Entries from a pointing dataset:
'''

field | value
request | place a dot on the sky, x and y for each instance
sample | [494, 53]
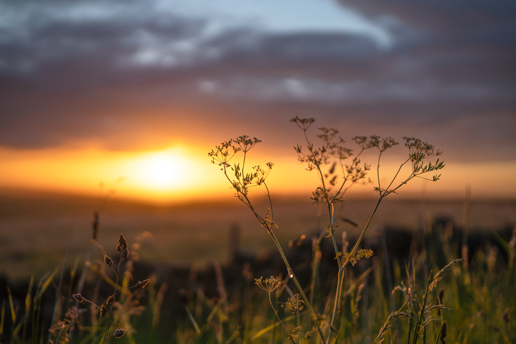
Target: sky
[133, 94]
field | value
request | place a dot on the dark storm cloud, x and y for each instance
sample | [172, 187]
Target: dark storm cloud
[120, 75]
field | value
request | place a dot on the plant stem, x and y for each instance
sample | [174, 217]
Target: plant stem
[296, 282]
[342, 269]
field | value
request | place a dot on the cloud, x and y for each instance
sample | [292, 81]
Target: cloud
[136, 74]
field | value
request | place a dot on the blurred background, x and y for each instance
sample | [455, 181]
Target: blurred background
[122, 101]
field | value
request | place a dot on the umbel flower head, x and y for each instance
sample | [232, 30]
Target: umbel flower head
[269, 284]
[238, 177]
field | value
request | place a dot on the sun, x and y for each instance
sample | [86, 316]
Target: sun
[162, 170]
[165, 170]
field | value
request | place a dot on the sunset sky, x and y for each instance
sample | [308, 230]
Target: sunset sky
[133, 94]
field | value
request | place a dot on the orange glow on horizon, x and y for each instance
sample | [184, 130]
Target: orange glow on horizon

'''

What the task asks :: Quote the records above exactly, leaving out any pictures.

Answer to the exercise ::
field | value
request | place a dot on the sky, x and y for each instance
sample | [494, 53]
Target: sky
[133, 94]
field | value
request | place a dot on the dark storm cloud, x and y for each instance
sample | [172, 187]
Target: dark storm cloud
[120, 75]
field | value
request | place a dot on the plant stem, x and y for each instance
sample | [174, 217]
Target: plant stem
[296, 282]
[342, 269]
field | value
request | place a dot on the cloud, x and y for each instance
sample | [292, 81]
Target: cloud
[136, 74]
field | value
request | place a dot on the blurred background, x and y for each instance
sample | [455, 181]
Target: blurred background
[122, 101]
field | value
request | place a dot on the umbel flower head, x and y for each instance
sample | [232, 30]
Target: umbel flower head
[269, 284]
[238, 177]
field | value
request | place a dot on the sun, x and y for each instance
sample | [86, 316]
Target: sun
[162, 170]
[165, 170]
field | value
request | place a dot on the sunset sky, x and y for each instance
sample | [308, 230]
Target: sunset sky
[133, 94]
field | value
request | place a dot on the orange glow on horizon, x and y for each instance
sample | [184, 130]
Target: orange glow on horizon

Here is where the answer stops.